DATA FOR THE TASK:
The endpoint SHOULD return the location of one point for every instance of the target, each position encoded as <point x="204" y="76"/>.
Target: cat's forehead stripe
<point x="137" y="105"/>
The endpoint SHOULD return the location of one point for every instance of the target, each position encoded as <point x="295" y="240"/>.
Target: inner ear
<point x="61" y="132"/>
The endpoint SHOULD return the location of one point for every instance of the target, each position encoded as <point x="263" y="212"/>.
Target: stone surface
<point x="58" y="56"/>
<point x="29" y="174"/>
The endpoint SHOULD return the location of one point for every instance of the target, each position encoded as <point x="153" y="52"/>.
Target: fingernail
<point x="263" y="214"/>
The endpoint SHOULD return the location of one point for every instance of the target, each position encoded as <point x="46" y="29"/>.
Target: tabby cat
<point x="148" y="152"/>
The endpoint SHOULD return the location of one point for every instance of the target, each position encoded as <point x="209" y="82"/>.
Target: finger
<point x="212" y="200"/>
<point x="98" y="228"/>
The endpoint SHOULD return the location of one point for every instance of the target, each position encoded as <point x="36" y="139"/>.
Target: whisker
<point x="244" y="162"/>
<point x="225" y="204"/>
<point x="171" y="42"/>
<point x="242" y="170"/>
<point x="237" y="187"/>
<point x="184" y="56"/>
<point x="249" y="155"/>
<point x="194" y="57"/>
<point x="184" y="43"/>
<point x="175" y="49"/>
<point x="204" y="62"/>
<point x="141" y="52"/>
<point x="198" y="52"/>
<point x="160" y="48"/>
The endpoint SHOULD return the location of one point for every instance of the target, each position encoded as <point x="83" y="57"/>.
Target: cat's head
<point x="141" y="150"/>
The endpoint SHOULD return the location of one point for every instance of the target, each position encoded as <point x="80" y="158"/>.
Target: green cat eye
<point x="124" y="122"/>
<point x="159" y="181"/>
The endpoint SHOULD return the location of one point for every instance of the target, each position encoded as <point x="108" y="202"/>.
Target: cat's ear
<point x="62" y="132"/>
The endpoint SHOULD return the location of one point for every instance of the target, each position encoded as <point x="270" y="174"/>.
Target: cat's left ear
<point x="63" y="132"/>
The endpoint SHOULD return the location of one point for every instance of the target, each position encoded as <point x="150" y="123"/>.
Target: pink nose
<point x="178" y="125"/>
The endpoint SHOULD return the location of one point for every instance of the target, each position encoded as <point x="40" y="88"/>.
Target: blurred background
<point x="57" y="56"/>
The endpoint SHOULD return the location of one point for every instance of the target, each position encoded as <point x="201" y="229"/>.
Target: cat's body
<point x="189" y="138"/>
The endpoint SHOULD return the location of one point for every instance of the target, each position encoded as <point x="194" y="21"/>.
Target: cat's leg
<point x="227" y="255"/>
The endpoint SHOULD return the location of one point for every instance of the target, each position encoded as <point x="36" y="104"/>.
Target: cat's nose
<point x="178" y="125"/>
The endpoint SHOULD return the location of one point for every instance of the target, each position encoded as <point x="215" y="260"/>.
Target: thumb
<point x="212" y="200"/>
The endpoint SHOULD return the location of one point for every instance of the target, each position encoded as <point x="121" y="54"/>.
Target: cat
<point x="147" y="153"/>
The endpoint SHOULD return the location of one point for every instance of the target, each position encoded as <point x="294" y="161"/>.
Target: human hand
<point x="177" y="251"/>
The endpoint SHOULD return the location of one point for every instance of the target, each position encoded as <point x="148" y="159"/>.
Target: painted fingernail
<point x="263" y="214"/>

THE EXERCISE: Report how many of the rows above contain the string "fingernail". Give only the number.

RESULT FOR THIS EXERCISE: 2